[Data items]
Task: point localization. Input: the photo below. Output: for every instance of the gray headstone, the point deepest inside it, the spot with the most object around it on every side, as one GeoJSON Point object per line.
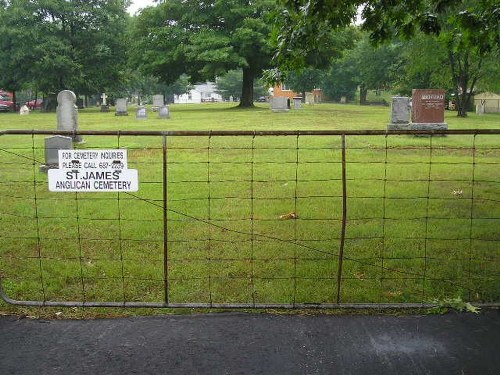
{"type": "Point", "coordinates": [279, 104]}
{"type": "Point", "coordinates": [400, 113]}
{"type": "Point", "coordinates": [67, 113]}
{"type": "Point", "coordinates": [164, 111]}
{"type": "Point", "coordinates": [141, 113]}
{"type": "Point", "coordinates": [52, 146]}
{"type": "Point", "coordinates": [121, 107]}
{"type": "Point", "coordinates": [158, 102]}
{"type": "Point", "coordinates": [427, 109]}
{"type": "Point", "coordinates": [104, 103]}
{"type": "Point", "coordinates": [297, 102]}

...

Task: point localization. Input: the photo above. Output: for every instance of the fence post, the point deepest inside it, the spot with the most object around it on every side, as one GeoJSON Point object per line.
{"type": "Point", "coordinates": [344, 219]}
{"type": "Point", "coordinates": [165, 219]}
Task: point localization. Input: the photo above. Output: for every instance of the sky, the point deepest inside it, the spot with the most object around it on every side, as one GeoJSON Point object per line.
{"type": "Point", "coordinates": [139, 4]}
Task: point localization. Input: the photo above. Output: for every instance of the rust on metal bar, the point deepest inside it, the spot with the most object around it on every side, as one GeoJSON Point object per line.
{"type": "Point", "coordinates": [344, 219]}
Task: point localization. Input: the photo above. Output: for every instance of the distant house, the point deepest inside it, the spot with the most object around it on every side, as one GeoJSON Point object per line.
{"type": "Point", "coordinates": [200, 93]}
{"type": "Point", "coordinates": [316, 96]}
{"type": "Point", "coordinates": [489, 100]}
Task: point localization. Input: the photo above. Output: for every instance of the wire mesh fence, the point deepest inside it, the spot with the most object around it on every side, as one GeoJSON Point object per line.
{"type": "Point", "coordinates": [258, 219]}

--

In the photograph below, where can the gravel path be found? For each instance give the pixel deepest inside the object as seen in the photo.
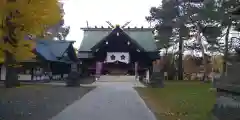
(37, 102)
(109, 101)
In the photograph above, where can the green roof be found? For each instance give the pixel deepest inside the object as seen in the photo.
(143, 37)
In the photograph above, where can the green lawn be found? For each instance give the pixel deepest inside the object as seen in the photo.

> **Work item**:
Look above for the line with "In the photograph below, where" and the line with "In the photograph above, where can the green lawn", then copy them and all lines in between exactly as written, and only those, without any pictures.

> **Output for this exercise**:
In the photograph below, where can the gravel path be found? For each instance give the pixel deepest inside the object as seen in the photo.
(37, 102)
(109, 101)
In the photograph above, where can the green roof be found? For each instance give the pixel deepest inside the object as seen in the photo.
(143, 37)
In the photograph above, where can the green lawn be found? For each instance give the pixel deepest inside the object as seen in the photo.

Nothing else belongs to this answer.